* Task statement *
Beginning with the line where "Point to the alligator" appears, please restate each line of the records below word for word until the last one, inclusive, and nothing else.

* Natural language region descriptions *
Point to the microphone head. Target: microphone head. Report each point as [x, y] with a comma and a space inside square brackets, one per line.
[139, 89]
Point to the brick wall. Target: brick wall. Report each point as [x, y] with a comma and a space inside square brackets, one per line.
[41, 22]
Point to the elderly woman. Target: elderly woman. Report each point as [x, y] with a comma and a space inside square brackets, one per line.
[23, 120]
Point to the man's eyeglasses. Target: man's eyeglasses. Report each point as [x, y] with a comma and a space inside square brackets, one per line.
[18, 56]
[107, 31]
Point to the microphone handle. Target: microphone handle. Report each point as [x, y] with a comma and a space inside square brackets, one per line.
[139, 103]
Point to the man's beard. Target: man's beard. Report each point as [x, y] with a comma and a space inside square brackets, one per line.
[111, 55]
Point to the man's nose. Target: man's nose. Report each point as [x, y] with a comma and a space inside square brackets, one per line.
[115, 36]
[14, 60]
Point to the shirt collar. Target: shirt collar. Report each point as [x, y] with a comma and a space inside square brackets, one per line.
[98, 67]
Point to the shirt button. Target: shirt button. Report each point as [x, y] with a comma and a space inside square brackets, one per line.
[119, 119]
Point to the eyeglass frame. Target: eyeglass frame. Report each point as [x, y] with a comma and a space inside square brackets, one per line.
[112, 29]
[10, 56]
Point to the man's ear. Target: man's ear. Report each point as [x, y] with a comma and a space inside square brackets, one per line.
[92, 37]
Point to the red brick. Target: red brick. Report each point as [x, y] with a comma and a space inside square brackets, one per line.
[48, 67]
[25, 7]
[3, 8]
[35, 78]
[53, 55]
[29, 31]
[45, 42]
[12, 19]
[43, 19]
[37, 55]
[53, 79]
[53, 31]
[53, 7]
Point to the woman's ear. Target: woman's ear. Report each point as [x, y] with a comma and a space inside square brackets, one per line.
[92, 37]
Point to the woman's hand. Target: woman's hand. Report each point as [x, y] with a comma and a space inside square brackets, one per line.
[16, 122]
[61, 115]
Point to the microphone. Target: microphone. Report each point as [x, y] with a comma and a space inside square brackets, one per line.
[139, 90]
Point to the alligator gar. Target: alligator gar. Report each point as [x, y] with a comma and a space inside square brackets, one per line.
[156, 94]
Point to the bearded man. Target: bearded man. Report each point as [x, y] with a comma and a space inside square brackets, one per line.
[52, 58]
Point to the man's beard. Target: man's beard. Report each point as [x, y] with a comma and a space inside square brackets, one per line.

* Output for this task *
Point to the alligator gar. Target: alligator gar. Report each point as [x, y] with a comma and a space inside square brackets, one per line.
[156, 94]
Point to the bearded man. Target: bearded man. Report each point as [x, y] with a comma and a space inside square brackets, one per line.
[52, 58]
Point to the man's beard. Target: man's beard. Report each point as [x, y] with a comma and a space inside square brackets, one per line.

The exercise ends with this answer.